▸ **What you will do**
Rewrite the lines below as a JSON list of strings with one string per line. Leave out blank lines and pictures.

== Stored records

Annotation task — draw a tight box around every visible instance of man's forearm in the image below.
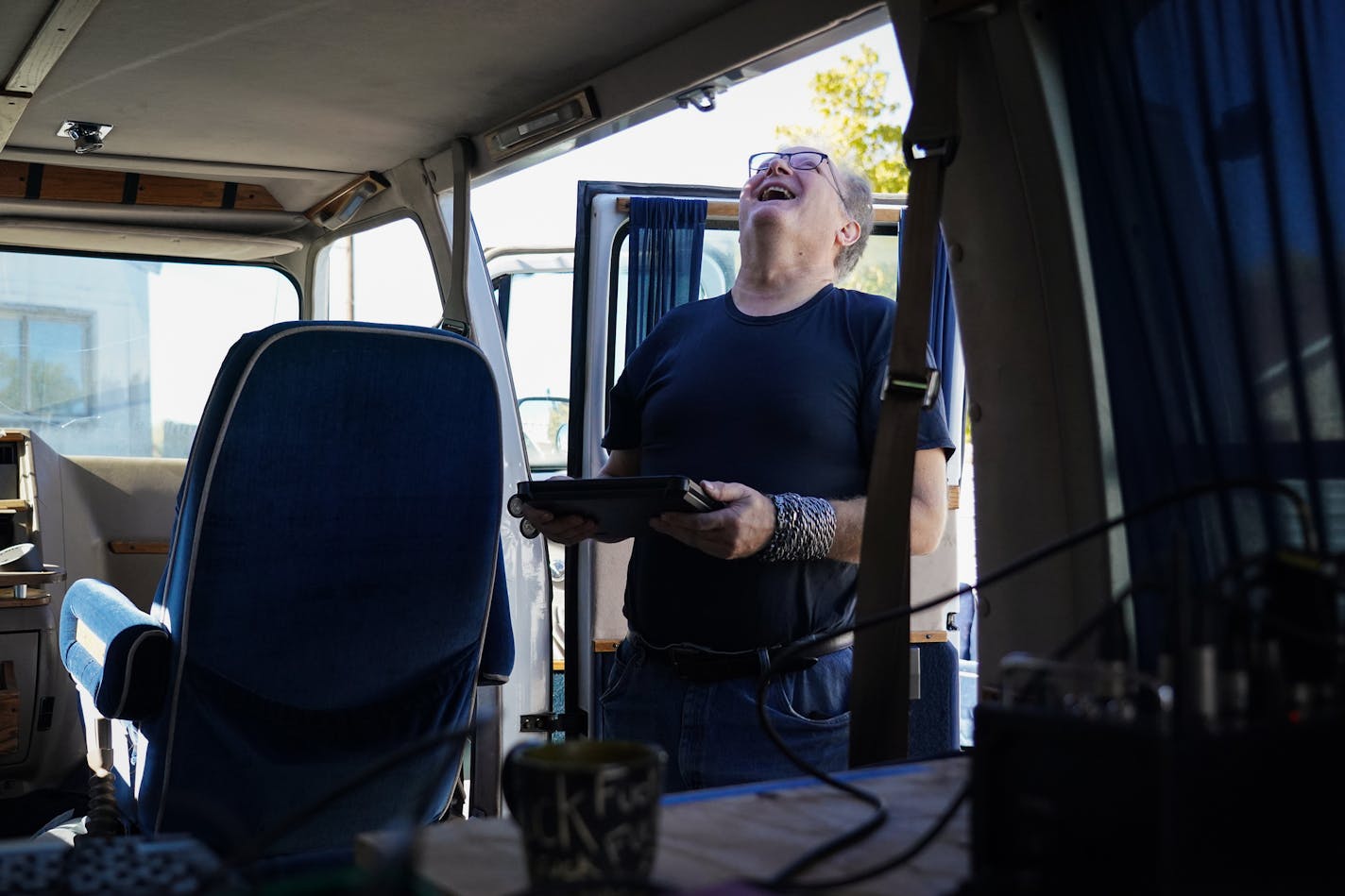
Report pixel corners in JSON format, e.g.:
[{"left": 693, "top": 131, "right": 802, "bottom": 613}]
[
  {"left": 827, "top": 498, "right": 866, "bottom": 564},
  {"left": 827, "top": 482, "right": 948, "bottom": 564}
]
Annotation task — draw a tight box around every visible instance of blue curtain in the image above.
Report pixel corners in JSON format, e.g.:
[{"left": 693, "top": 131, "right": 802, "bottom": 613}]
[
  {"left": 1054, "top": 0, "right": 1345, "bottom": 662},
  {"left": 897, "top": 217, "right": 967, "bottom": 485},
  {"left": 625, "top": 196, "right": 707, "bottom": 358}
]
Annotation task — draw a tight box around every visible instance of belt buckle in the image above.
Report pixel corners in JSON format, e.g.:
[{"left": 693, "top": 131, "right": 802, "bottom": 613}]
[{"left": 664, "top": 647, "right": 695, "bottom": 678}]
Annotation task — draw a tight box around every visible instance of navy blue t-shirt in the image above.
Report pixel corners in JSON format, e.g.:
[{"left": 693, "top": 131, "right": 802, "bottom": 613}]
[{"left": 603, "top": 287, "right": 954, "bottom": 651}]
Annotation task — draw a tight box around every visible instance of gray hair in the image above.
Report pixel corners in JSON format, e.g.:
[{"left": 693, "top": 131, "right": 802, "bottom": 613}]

====

▸ **Task solution**
[
  "Annotation task — draw a tight box around every visible instance of man's forearm in the image below.",
  "Report pixel corners in JSON format, e.g.:",
  "[{\"left\": 693, \"top\": 131, \"right\": 802, \"bottom\": 613}]",
  "[",
  "  {\"left\": 827, \"top\": 498, \"right\": 866, \"bottom\": 564},",
  "  {\"left\": 827, \"top\": 482, \"right\": 948, \"bottom\": 564}",
  "]",
  "Annotation task — draw a tight box around every visible instance of blue curtain in the image above.",
  "Report pixel corners in JSON format, e.g.:",
  "[{\"left\": 693, \"top\": 131, \"right\": 802, \"bottom\": 613}]",
  "[",
  "  {\"left\": 1054, \"top\": 0, \"right\": 1345, \"bottom\": 662},",
  "  {\"left\": 897, \"top\": 217, \"right\": 967, \"bottom\": 485},",
  "  {\"left\": 625, \"top\": 196, \"right\": 707, \"bottom\": 358}",
  "]",
  "Annotation task — draw a tight box around every visible instance of belt buckle in the image above.",
  "Report pixel corners in JSON format, e.g.:",
  "[{\"left\": 693, \"top\": 131, \"right\": 802, \"bottom\": 613}]",
  "[{\"left\": 664, \"top\": 647, \"right\": 695, \"bottom\": 678}]",
  "Annotation task — draw a tight box around every visible instance of navy blue t-shirt in the image above.",
  "Report pixel corners in JSON format, e.g.:",
  "[{\"left\": 693, \"top\": 131, \"right\": 802, \"bottom\": 613}]",
  "[{\"left\": 603, \"top\": 287, \"right\": 954, \"bottom\": 651}]",
  "Annotation task — draw a tight box around every visible instance of gray hair in the image above.",
  "Report pixel corners in JSON format, e.g.:",
  "[{\"left\": 693, \"top\": 131, \"right\": 802, \"bottom\": 613}]"
]